Start of DATA FOR THIS EXERCISE

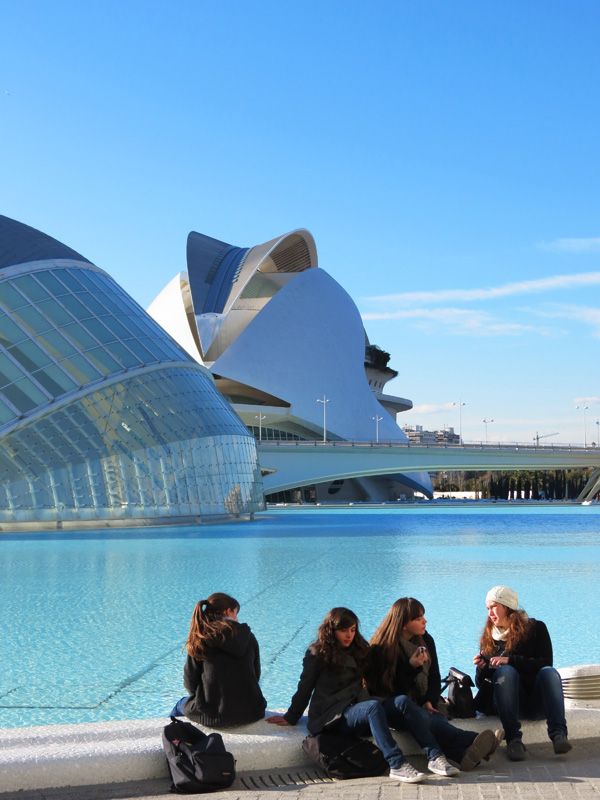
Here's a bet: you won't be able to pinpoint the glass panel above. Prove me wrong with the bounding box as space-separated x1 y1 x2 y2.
13 274 50 303
11 304 52 336
106 341 141 368
0 315 27 348
0 282 27 311
1 377 48 413
116 314 146 338
61 323 97 350
94 292 121 315
85 347 121 375
0 354 25 388
8 339 52 372
121 337 154 363
60 354 102 384
59 294 93 320
82 317 117 345
102 316 130 340
53 269 86 293
37 297 74 326
35 270 69 296
70 269 99 292
36 328 77 359
0 398 17 425
76 292 109 317
33 364 77 396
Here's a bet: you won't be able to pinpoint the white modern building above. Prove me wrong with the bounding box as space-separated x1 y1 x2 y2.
0 216 264 529
149 228 433 502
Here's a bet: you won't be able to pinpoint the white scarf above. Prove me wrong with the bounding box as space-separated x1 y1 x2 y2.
491 625 508 641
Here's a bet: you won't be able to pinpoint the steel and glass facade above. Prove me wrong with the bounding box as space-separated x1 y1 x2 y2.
0 216 264 528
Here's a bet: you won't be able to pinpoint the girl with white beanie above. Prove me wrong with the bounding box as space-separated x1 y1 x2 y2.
473 585 570 761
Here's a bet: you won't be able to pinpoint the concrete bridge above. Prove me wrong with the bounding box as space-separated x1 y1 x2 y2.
257 440 600 502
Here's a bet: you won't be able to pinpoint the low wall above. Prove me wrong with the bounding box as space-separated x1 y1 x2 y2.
1 708 599 794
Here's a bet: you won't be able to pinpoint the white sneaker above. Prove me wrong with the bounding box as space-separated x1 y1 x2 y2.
389 762 427 783
427 755 460 777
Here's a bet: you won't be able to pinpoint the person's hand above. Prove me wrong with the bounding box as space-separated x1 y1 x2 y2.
473 653 486 667
409 647 428 668
489 656 509 667
422 701 439 715
266 715 290 726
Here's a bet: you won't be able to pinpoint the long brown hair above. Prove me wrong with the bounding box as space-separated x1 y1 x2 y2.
479 606 532 655
185 592 240 659
369 598 426 695
311 607 369 675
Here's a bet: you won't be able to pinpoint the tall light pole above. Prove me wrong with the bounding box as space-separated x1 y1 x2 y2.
372 414 383 443
254 413 266 441
317 395 330 442
596 419 600 448
575 404 589 447
451 398 466 443
483 418 494 444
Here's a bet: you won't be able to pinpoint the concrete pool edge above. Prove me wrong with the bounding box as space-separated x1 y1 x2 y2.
1 708 599 794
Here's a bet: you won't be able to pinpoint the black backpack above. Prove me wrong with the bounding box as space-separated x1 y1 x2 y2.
441 667 477 719
302 731 388 779
162 716 236 794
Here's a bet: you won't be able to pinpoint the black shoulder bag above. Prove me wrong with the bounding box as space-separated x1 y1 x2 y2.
302 731 388 779
441 667 477 719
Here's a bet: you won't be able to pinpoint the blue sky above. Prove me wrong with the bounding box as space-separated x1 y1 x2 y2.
2 1 599 445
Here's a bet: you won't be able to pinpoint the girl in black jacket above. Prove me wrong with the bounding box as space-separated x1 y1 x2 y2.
267 606 463 784
473 585 571 761
368 597 501 771
170 592 266 727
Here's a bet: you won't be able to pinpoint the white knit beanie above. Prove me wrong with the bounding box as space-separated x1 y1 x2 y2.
486 585 519 611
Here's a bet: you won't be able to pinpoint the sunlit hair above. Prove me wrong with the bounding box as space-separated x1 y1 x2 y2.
185 592 240 659
479 605 531 655
369 598 426 695
310 607 369 674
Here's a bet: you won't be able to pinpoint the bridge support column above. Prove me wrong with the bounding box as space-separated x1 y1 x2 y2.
576 468 600 503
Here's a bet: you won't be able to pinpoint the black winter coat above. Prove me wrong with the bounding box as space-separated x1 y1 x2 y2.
283 646 371 735
182 621 267 727
368 631 442 708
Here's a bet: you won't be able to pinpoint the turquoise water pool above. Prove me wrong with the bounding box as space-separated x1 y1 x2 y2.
1 505 599 729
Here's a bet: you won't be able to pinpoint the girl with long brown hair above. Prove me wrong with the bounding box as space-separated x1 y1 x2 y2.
368 597 501 771
474 585 570 761
267 607 463 784
170 592 266 727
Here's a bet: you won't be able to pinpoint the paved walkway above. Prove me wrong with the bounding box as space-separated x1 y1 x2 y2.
3 736 598 800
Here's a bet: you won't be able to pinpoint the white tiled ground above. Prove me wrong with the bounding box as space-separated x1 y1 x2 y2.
1 709 599 794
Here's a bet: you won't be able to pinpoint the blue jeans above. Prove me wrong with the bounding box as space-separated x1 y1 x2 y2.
334 695 444 767
492 665 568 742
170 696 189 717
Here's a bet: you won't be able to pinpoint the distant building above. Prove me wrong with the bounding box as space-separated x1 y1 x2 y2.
402 425 461 446
0 216 264 529
148 228 433 502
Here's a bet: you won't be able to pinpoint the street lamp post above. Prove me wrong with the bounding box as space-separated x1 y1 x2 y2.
452 398 466 443
483 418 494 444
317 395 330 442
372 414 383 443
254 413 267 441
575 404 589 447
596 419 600 448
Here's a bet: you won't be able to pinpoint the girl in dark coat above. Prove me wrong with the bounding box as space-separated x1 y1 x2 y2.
368 597 501 771
474 585 570 761
267 606 463 784
170 592 266 727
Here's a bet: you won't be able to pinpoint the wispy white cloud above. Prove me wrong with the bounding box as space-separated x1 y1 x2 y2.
573 396 600 406
407 402 458 415
361 306 540 336
539 238 600 253
363 272 600 305
531 304 600 338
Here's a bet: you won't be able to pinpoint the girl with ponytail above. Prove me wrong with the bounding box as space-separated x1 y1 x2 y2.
170 592 266 727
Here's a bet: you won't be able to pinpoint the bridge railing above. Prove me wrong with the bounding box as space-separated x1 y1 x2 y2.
254 439 599 452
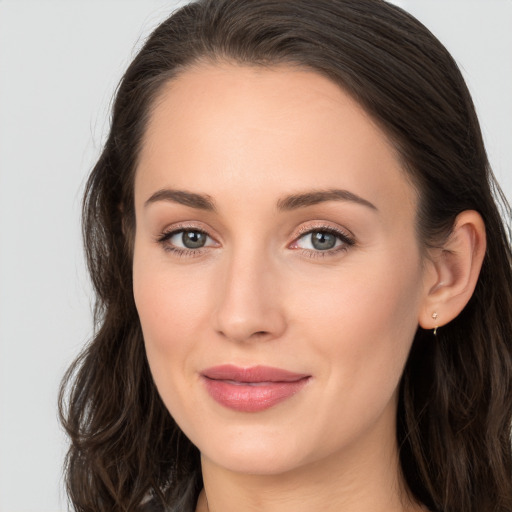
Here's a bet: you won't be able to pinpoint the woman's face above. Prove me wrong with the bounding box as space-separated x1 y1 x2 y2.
133 63 432 475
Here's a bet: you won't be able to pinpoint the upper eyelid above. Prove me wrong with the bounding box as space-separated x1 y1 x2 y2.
292 222 355 241
158 226 217 245
158 222 216 238
292 227 355 247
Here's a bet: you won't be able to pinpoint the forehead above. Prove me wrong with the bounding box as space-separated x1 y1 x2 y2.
135 62 417 219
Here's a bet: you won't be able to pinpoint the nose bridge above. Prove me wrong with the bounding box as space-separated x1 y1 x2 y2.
214 241 285 342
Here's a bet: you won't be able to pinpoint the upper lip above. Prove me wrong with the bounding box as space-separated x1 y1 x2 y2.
201 364 310 383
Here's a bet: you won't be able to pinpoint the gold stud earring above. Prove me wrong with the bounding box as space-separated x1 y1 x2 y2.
432 312 439 336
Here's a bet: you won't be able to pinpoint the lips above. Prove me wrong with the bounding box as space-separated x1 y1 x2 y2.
201 365 310 412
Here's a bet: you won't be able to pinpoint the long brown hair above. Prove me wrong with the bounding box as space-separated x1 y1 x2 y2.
59 1 512 510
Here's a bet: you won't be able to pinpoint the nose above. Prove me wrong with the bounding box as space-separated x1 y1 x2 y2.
213 249 287 343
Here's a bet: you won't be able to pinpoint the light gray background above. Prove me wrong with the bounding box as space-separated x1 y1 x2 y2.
0 1 510 511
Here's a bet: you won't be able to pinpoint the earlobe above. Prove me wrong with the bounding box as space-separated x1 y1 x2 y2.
419 210 486 331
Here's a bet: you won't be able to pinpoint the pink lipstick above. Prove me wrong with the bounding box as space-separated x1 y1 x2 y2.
201 365 310 412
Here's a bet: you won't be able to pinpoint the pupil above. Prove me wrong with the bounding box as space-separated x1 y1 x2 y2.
182 231 206 249
311 231 336 250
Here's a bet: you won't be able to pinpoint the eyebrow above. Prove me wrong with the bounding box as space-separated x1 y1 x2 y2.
276 189 378 211
144 187 377 212
144 189 216 211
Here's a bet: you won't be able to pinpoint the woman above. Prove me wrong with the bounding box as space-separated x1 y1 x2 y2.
59 0 512 511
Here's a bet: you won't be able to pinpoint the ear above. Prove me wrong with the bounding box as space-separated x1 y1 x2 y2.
418 210 486 331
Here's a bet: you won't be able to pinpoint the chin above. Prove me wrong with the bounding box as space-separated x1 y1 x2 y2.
193 423 317 476
203 445 308 476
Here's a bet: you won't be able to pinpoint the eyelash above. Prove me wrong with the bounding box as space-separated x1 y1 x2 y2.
292 225 356 259
156 224 213 258
156 224 356 259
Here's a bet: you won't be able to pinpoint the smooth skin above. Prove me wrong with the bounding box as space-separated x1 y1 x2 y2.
132 63 486 512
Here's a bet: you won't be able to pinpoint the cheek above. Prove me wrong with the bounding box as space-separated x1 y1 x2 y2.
289 247 424 427
134 264 209 345
133 263 216 444
132 247 214 408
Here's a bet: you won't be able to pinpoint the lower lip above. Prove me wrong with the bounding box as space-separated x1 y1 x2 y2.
202 377 310 412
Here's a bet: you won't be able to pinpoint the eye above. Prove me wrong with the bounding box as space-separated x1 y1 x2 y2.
292 227 355 255
157 228 217 254
299 231 339 250
172 230 209 249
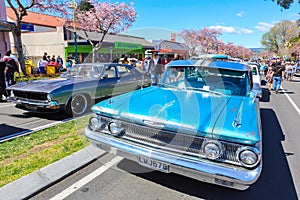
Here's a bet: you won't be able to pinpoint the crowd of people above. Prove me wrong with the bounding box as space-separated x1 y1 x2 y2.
38 52 68 74
261 60 299 94
113 53 182 85
3 49 298 101
0 50 20 102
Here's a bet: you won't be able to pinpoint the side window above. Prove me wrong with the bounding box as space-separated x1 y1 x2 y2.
104 66 116 78
117 65 132 77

End of DATA FOR THIS EXERCISE

(EXERCISE DIRECTIONS):
Before duplicating, set the pictures aside; then output exactly the lines from the one with "the eye above." through the end of the records, and only those.

(TASK ANSWER):
Here's a bet: you won't be able to pinpoint the eye above. Prove me wrong with the bounding box as space-separated x1 y1 x2 y2.
292 227 355 255
157 228 217 254
299 231 339 250
172 230 209 249
Here's a bet: you won't be able to pinpoint the crowd of people above. Prove me wrong with the bounding box as space-separated x1 y1 x2 y2.
38 52 68 74
261 60 299 94
113 53 182 85
3 49 298 101
0 50 20 102
Here's a bet: you won't be able to pinpoint the side window above. Prove me wrong with the bounding box as space-separated x1 y1 x2 y2.
104 66 116 78
117 65 132 77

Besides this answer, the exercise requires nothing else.